| Requirements |
Everything from the line containing "of the hanging" down to the last line of the entries below must be transcribed exactly, and nothing else.

| Records |
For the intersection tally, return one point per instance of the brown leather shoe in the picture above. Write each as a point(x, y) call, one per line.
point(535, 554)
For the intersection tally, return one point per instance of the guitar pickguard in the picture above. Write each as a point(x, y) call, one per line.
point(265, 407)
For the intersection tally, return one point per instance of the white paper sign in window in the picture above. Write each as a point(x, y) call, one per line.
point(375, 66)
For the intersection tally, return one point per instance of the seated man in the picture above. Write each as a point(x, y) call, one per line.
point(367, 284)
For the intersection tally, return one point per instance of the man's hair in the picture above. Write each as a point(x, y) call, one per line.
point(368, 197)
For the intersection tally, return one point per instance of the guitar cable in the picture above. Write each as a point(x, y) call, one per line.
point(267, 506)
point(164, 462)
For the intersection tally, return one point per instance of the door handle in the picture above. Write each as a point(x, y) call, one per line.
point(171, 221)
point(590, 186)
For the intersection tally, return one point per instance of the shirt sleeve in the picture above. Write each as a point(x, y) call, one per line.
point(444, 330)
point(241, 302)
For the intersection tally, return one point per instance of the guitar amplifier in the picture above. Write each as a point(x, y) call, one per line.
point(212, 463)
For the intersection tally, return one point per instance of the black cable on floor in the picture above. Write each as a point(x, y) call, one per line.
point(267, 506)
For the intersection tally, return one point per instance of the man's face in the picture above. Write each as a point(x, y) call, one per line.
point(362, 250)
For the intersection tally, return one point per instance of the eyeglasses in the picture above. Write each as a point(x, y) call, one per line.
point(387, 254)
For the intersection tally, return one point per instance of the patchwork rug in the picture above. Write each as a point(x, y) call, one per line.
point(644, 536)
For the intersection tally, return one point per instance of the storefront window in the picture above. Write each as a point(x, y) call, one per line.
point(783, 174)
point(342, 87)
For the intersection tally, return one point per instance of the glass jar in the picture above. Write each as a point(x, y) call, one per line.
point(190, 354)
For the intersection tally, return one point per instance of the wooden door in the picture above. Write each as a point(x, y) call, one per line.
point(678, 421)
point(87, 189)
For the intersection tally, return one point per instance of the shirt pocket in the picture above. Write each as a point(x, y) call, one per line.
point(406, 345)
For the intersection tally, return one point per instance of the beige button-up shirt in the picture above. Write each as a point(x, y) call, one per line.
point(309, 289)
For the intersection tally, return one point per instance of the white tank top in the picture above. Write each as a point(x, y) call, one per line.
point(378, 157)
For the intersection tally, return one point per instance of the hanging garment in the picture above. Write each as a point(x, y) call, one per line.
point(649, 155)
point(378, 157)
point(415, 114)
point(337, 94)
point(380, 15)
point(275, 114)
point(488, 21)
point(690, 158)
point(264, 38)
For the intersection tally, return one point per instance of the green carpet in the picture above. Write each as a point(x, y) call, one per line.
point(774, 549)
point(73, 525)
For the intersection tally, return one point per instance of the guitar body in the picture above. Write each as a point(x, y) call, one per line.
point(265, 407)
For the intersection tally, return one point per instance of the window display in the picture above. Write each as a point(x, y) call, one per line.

| Solution |
For the intersection tally, return one point per instance of the hanging garment in the picture above. Write each as a point(x, y) call, one per line.
point(649, 155)
point(378, 157)
point(415, 114)
point(337, 94)
point(380, 15)
point(275, 114)
point(488, 21)
point(690, 158)
point(264, 38)
For the intersection tally, return one point per instance of the green carpet in the picture above. Write each as a point(x, y) call, one per line.
point(774, 549)
point(73, 525)
For the intersection tally, return one point per instance of the guitar body in the picture above. Write each as a point(x, y) call, one per line.
point(265, 407)
For the intersection tally, return one point per instance of the window display in the picture above. Write each as a point(x, y) call, one per line.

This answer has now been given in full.